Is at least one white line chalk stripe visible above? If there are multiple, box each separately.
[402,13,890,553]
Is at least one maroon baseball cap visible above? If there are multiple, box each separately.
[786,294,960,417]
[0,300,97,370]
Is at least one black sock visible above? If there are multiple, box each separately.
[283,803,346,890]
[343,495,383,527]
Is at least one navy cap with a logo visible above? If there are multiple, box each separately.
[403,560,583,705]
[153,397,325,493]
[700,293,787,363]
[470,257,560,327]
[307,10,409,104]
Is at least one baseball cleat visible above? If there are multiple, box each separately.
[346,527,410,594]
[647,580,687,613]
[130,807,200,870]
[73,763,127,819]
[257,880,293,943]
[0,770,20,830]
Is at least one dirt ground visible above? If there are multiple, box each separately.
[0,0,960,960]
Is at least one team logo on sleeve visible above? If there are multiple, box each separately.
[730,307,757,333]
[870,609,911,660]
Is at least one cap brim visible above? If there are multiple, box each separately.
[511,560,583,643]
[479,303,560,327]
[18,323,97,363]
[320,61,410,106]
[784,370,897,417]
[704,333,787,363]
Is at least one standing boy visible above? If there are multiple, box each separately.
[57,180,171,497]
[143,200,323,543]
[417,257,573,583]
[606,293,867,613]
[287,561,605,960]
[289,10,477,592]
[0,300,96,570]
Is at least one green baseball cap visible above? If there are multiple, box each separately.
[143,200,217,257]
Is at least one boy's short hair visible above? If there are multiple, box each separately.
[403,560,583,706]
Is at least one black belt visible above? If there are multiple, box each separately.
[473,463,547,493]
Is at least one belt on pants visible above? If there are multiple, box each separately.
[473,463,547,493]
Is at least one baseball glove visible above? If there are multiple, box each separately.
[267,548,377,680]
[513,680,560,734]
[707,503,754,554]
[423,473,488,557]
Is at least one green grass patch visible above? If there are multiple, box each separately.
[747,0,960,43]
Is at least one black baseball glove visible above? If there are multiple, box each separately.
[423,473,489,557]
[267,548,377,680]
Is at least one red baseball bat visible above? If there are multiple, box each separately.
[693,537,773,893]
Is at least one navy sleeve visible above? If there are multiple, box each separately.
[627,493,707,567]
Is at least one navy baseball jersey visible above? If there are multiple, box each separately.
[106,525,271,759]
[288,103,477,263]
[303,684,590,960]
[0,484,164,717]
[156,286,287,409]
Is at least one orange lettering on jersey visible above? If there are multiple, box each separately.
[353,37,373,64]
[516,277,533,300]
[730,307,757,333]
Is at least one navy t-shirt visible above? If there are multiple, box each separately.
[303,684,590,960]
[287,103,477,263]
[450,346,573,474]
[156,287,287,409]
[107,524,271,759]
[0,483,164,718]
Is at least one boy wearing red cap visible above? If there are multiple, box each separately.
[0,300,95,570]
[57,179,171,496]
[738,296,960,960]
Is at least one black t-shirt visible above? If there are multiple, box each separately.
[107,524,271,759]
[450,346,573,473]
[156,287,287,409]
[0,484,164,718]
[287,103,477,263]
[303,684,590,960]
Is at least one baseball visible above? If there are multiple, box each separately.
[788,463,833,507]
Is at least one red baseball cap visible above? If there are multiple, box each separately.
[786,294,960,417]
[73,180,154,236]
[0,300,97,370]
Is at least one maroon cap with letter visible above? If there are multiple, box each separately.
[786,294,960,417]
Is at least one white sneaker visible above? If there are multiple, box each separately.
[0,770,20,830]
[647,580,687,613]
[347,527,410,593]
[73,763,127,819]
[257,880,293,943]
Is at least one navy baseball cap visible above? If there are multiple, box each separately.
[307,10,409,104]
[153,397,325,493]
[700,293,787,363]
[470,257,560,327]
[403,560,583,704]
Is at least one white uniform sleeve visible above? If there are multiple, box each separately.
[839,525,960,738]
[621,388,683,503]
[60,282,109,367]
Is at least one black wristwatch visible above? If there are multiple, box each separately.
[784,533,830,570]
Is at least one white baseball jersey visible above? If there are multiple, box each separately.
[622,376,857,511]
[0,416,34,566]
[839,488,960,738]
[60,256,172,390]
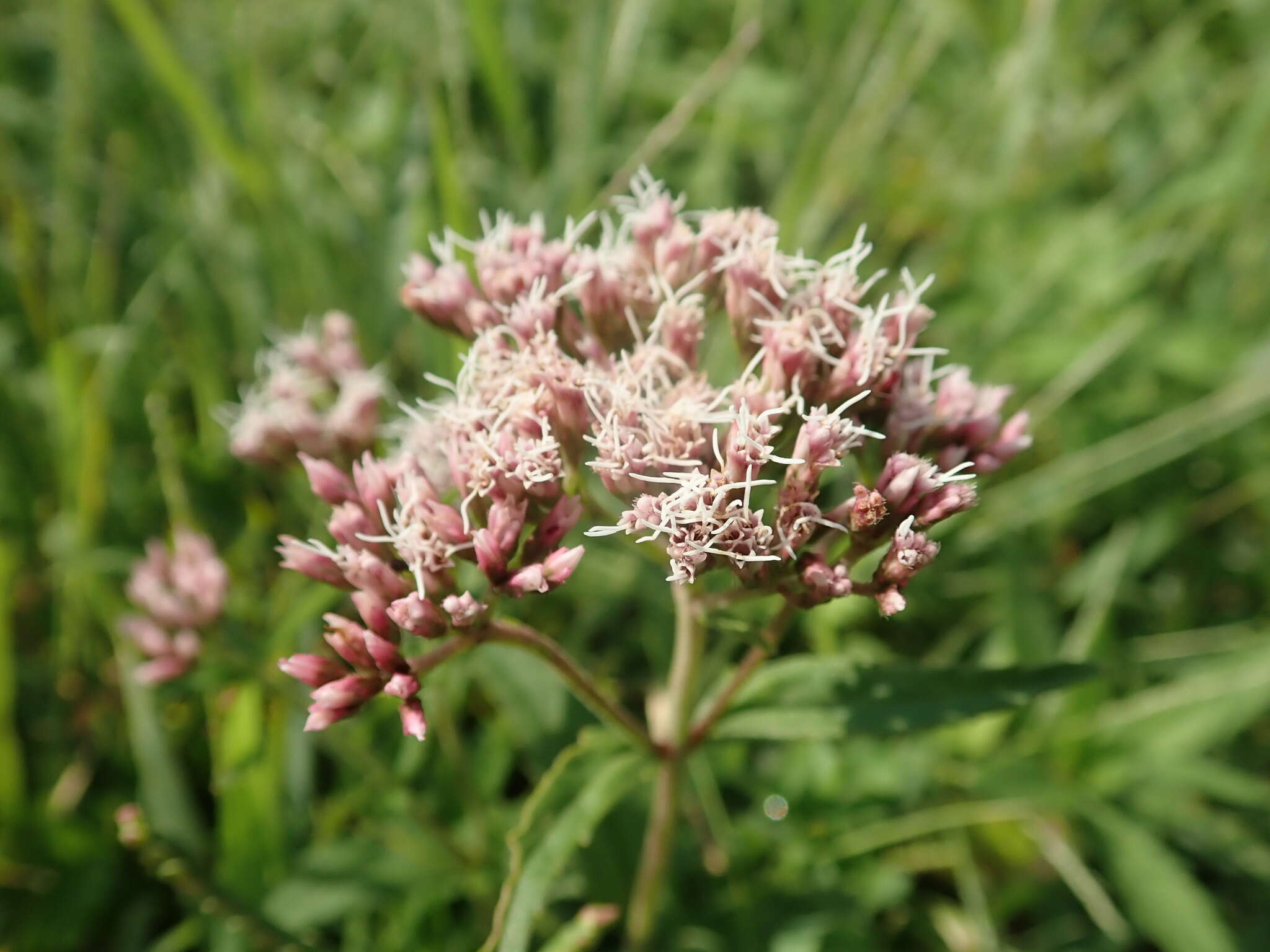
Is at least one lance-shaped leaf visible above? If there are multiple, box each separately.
[713,658,1093,740]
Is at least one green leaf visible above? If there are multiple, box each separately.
[262,876,385,932]
[469,645,569,740]
[498,754,644,952]
[538,904,618,952]
[713,656,1093,740]
[1095,643,1270,760]
[1093,811,1237,952]
[115,642,207,857]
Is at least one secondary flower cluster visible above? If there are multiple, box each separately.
[278,444,582,740]
[228,311,385,465]
[120,529,229,684]
[270,174,1029,738]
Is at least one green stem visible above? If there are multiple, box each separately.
[411,619,664,757]
[683,602,794,752]
[626,585,703,950]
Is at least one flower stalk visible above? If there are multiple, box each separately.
[626,585,704,948]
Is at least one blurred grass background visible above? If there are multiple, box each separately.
[0,0,1270,952]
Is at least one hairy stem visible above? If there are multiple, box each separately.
[683,602,794,752]
[626,585,703,948]
[411,619,663,757]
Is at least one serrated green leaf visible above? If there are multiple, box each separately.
[1093,811,1238,952]
[713,658,1093,740]
[538,905,617,952]
[498,754,642,952]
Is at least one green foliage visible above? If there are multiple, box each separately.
[0,0,1270,952]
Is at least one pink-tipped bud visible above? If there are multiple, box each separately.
[800,556,851,603]
[297,453,357,505]
[913,482,978,526]
[974,410,1032,472]
[353,452,395,524]
[507,565,550,598]
[542,546,585,588]
[171,628,203,661]
[400,697,428,740]
[274,536,353,589]
[441,591,489,628]
[847,482,887,532]
[362,631,405,674]
[388,591,453,638]
[326,503,378,549]
[419,500,468,545]
[874,588,907,618]
[876,453,938,515]
[525,496,583,560]
[486,496,527,557]
[322,612,375,668]
[120,614,171,658]
[339,546,411,602]
[305,705,357,731]
[350,591,397,641]
[278,655,348,688]
[383,671,419,700]
[309,674,383,708]
[874,517,940,588]
[473,529,507,585]
[132,655,189,684]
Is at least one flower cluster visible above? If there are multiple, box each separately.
[280,173,1029,738]
[118,529,229,684]
[278,416,583,740]
[401,173,1030,614]
[226,311,385,465]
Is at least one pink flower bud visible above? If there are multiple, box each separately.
[507,565,550,598]
[388,591,453,638]
[326,503,378,549]
[400,697,428,740]
[322,612,375,668]
[132,655,189,684]
[350,591,397,641]
[297,453,355,505]
[876,453,938,515]
[874,517,940,588]
[874,588,907,618]
[485,496,527,556]
[362,631,405,674]
[120,614,171,658]
[353,452,395,526]
[338,546,411,602]
[309,674,383,708]
[800,556,851,604]
[974,410,1031,472]
[542,546,584,588]
[913,482,978,526]
[473,529,507,585]
[171,628,203,661]
[441,591,489,628]
[383,671,419,700]
[525,495,583,560]
[278,655,347,688]
[420,500,468,545]
[305,705,357,731]
[275,536,353,589]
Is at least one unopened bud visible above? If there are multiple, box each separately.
[278,655,347,688]
[400,697,428,740]
[441,591,489,628]
[383,671,419,700]
[297,453,355,505]
[388,591,453,638]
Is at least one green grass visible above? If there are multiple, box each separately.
[0,0,1270,952]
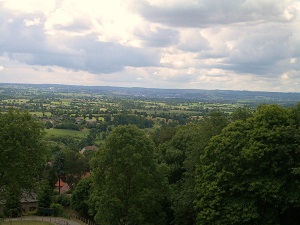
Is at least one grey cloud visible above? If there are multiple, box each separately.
[135,28,179,47]
[135,0,294,27]
[0,9,159,73]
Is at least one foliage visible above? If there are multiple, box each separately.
[92,125,166,225]
[158,113,227,225]
[196,105,300,225]
[38,182,53,208]
[61,149,88,189]
[3,188,22,218]
[71,178,92,217]
[0,109,46,204]
[50,203,64,216]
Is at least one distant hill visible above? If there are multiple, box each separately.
[0,83,300,105]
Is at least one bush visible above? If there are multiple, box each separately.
[50,203,64,216]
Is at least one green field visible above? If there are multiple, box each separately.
[1,220,54,225]
[45,129,88,138]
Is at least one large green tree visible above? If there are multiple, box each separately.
[0,110,46,209]
[158,112,227,225]
[92,125,166,225]
[196,105,300,225]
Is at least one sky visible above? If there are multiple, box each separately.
[0,0,300,92]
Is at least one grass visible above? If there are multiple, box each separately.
[45,129,88,138]
[1,220,54,225]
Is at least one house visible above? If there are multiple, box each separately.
[55,179,70,194]
[0,191,39,212]
[21,192,38,212]
[79,145,98,154]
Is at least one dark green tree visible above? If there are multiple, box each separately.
[158,118,226,225]
[0,110,46,210]
[71,178,92,217]
[62,149,89,189]
[196,105,300,225]
[92,125,167,225]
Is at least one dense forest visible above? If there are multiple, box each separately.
[0,85,300,225]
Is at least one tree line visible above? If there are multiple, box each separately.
[0,103,300,225]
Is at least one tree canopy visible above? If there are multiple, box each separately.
[196,105,300,225]
[0,110,46,211]
[92,125,167,225]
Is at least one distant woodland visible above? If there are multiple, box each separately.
[0,84,300,225]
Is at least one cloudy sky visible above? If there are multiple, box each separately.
[0,0,300,92]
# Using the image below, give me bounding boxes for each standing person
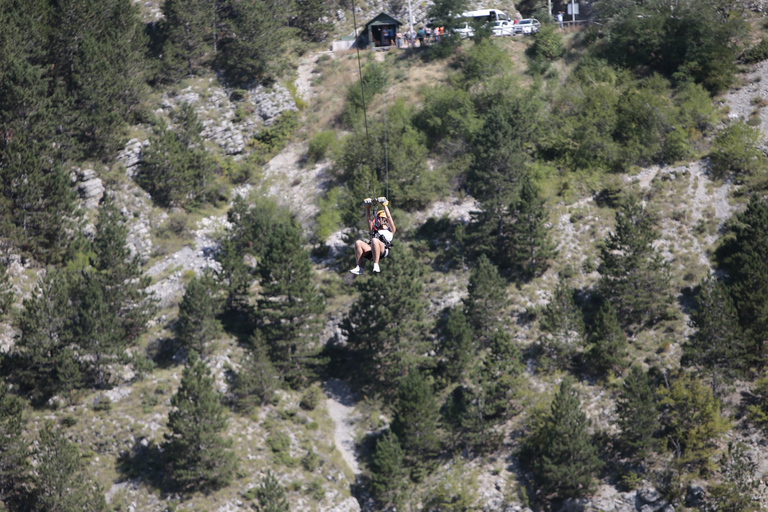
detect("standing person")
[350,197,396,276]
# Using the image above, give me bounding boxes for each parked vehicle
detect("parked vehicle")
[453,23,475,39]
[512,18,541,35]
[460,9,509,23]
[491,21,514,36]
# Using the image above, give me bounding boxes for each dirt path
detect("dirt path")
[325,379,360,476]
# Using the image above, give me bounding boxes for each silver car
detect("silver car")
[512,18,541,35]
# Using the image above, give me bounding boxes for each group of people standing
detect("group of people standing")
[395,26,445,48]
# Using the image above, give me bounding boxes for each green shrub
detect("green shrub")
[307,130,336,163]
[531,25,565,60]
[710,122,765,178]
[299,386,324,411]
[741,39,768,64]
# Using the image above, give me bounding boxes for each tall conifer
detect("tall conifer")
[464,255,507,345]
[598,196,672,328]
[504,174,556,279]
[163,354,235,490]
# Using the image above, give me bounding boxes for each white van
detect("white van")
[461,9,509,23]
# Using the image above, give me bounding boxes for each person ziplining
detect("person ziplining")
[350,197,396,276]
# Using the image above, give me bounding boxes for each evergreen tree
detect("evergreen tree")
[442,307,477,382]
[47,0,147,159]
[256,470,290,512]
[181,274,221,354]
[598,196,672,328]
[342,244,429,398]
[0,383,29,509]
[233,331,280,411]
[371,430,408,506]
[532,379,603,498]
[540,275,586,368]
[616,366,659,458]
[682,278,754,395]
[0,259,13,319]
[163,353,235,490]
[717,195,768,358]
[162,0,216,81]
[33,423,109,512]
[504,174,556,279]
[588,301,628,376]
[257,217,325,385]
[136,103,214,208]
[16,269,72,401]
[659,373,731,471]
[0,135,81,263]
[390,371,440,469]
[464,255,507,346]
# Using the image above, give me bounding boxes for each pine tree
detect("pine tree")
[181,274,221,354]
[16,269,73,401]
[233,331,280,412]
[391,371,440,468]
[33,423,108,512]
[342,244,428,398]
[682,278,753,395]
[0,259,13,320]
[371,430,408,505]
[47,0,146,159]
[162,0,215,82]
[479,331,524,424]
[256,470,290,512]
[588,301,628,376]
[532,379,603,498]
[0,383,29,508]
[717,195,768,358]
[464,255,507,346]
[659,373,731,471]
[441,307,477,382]
[540,275,586,368]
[257,218,325,386]
[598,196,672,328]
[504,174,557,279]
[163,353,235,491]
[616,366,659,458]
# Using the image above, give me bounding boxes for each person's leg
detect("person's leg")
[355,240,371,267]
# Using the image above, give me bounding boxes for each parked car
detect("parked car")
[491,21,514,36]
[453,23,475,39]
[512,18,541,35]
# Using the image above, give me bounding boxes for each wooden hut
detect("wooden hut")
[357,12,403,48]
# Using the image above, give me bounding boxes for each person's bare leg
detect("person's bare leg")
[355,240,371,267]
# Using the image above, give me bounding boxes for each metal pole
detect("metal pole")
[408,0,413,45]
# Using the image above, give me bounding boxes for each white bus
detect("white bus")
[461,9,509,23]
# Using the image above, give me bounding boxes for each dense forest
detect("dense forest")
[0,0,768,512]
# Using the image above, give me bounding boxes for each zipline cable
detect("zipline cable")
[352,0,376,197]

SET TASK: Find each line in the records that contains the word "sleeve" and copy those lines.

REPLY TO THE EXERCISE:
Is at least one team logo on sleeve visible above? If there are multiple, box each separately.
Is at least one navy sleeve visible above? If there are multiple, box each separately.
Is at least one white uniform sleeve visible above? If there are multiple, box each separately.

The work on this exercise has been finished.